Exercise input
▽
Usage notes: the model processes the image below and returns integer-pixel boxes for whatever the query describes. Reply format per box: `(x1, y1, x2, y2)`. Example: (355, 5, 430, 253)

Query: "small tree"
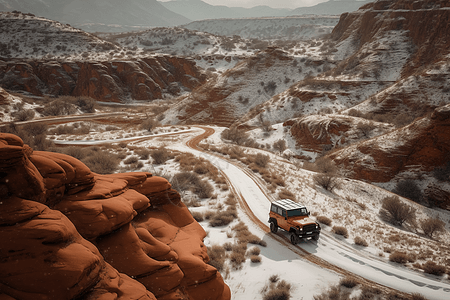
(420, 217, 445, 239)
(393, 179, 422, 203)
(379, 196, 416, 227)
(273, 139, 287, 154)
(140, 117, 161, 132)
(314, 173, 340, 192)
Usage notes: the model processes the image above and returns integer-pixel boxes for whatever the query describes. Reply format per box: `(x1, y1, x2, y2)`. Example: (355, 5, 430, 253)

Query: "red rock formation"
(284, 114, 392, 153)
(0, 133, 231, 300)
(328, 105, 450, 184)
(0, 57, 207, 102)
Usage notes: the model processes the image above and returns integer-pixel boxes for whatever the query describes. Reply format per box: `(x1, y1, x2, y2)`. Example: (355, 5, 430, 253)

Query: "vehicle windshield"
(287, 208, 308, 217)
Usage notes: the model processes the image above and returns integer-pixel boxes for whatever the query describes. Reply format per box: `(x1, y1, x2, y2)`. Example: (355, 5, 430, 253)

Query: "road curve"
(185, 126, 450, 300)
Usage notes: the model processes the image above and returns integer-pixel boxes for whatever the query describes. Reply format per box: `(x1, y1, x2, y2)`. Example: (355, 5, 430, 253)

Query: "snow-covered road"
(180, 127, 450, 300)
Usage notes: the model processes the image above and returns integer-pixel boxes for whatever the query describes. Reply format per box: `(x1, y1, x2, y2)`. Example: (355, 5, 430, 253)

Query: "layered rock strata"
(0, 133, 230, 300)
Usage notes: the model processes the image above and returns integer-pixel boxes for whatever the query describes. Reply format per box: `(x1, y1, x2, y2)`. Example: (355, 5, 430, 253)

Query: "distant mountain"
(0, 0, 191, 32)
(160, 0, 291, 21)
(290, 0, 371, 15)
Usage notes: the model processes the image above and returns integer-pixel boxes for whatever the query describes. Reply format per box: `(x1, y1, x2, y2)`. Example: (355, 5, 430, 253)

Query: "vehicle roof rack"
(272, 199, 306, 210)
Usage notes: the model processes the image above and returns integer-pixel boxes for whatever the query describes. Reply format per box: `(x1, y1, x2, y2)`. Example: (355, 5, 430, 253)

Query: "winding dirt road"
(185, 126, 450, 300)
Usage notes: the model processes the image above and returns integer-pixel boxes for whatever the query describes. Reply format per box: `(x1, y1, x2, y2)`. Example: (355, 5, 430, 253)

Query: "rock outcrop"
(0, 57, 207, 102)
(327, 105, 450, 185)
(0, 133, 231, 300)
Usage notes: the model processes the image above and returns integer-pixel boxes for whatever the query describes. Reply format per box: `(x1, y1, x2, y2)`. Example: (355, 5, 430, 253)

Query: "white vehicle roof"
(271, 199, 306, 211)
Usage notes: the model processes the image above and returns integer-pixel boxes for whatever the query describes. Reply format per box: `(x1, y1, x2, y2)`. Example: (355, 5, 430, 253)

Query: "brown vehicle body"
(268, 199, 320, 244)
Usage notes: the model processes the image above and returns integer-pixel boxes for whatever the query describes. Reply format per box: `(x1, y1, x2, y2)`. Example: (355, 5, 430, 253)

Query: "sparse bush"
(332, 226, 348, 238)
(192, 179, 214, 199)
(13, 109, 35, 121)
(207, 245, 226, 271)
(190, 211, 204, 222)
(422, 261, 446, 276)
(314, 157, 338, 174)
(262, 278, 291, 300)
(209, 208, 237, 227)
(379, 196, 416, 227)
(393, 179, 422, 203)
(135, 148, 151, 160)
(230, 249, 246, 269)
(269, 274, 279, 283)
(314, 174, 340, 192)
(420, 217, 445, 239)
(221, 126, 249, 145)
(82, 150, 120, 174)
(140, 118, 161, 132)
(278, 189, 295, 201)
(389, 251, 408, 264)
(273, 139, 287, 154)
(250, 255, 262, 263)
(150, 147, 169, 164)
(264, 80, 277, 95)
(339, 276, 358, 288)
(75, 97, 97, 113)
(42, 99, 77, 116)
(123, 155, 139, 165)
(317, 216, 332, 226)
(254, 153, 270, 168)
(354, 236, 368, 247)
(432, 162, 450, 182)
(60, 146, 86, 159)
(248, 246, 261, 256)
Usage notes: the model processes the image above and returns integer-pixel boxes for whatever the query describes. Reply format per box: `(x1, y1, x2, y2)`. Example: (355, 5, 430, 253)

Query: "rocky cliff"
(0, 57, 207, 102)
(0, 133, 231, 300)
(327, 104, 450, 208)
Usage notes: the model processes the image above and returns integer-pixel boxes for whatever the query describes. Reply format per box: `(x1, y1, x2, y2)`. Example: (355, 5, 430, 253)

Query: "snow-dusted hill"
(291, 0, 371, 15)
(184, 15, 339, 40)
(0, 0, 190, 32)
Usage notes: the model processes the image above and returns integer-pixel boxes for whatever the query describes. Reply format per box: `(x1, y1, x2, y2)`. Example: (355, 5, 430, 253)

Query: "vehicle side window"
(277, 207, 283, 215)
(271, 204, 277, 213)
(282, 209, 286, 217)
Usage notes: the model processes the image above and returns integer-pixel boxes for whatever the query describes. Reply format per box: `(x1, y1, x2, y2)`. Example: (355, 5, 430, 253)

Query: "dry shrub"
(278, 189, 295, 201)
(339, 276, 358, 288)
(140, 117, 161, 132)
(422, 261, 446, 276)
(74, 96, 97, 113)
(262, 278, 291, 300)
(60, 146, 86, 159)
(209, 207, 238, 227)
(1, 122, 53, 151)
(221, 126, 249, 145)
(82, 150, 120, 174)
(420, 217, 445, 239)
(207, 245, 226, 271)
(192, 178, 214, 199)
(354, 236, 368, 247)
(411, 293, 428, 300)
(42, 98, 77, 116)
(389, 252, 408, 264)
(315, 157, 338, 174)
(332, 226, 348, 238)
(134, 148, 151, 160)
(190, 211, 204, 222)
(314, 173, 340, 192)
(379, 196, 416, 227)
(13, 109, 35, 121)
(193, 162, 209, 174)
(317, 216, 332, 226)
(151, 147, 169, 164)
(248, 246, 261, 256)
(250, 255, 262, 263)
(123, 155, 139, 165)
(254, 153, 270, 168)
(223, 242, 233, 251)
(393, 179, 423, 203)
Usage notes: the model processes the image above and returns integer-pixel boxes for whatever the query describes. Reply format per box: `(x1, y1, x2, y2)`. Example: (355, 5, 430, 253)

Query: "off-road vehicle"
(268, 199, 321, 244)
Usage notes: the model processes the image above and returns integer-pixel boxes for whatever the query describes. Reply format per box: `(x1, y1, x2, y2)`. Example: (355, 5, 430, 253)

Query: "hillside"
(291, 0, 371, 15)
(183, 15, 339, 40)
(161, 0, 290, 20)
(0, 12, 206, 102)
(0, 0, 190, 32)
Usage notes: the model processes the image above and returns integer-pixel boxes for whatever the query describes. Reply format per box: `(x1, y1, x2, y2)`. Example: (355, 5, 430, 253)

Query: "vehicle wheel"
(312, 234, 320, 241)
(290, 232, 298, 245)
(270, 220, 278, 233)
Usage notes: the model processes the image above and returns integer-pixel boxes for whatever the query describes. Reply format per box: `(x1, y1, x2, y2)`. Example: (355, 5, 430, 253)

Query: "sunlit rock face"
(0, 133, 231, 300)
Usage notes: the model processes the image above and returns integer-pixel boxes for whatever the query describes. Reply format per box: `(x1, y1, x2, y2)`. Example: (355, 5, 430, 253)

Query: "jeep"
(268, 199, 321, 244)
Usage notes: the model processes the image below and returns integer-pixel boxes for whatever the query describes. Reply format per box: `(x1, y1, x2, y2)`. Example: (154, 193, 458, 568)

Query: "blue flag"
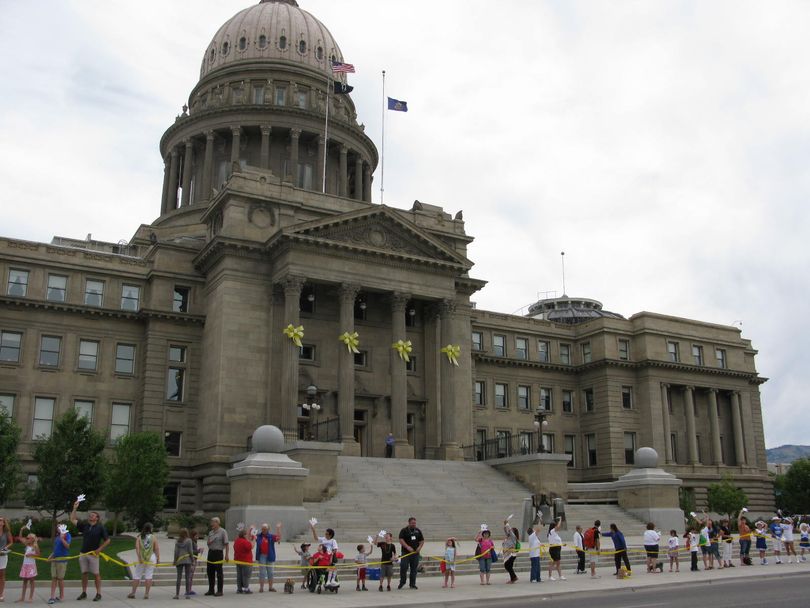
△
Task instructions
Name the number of lines in the listing that contain the word "below", and only that number.

Answer
2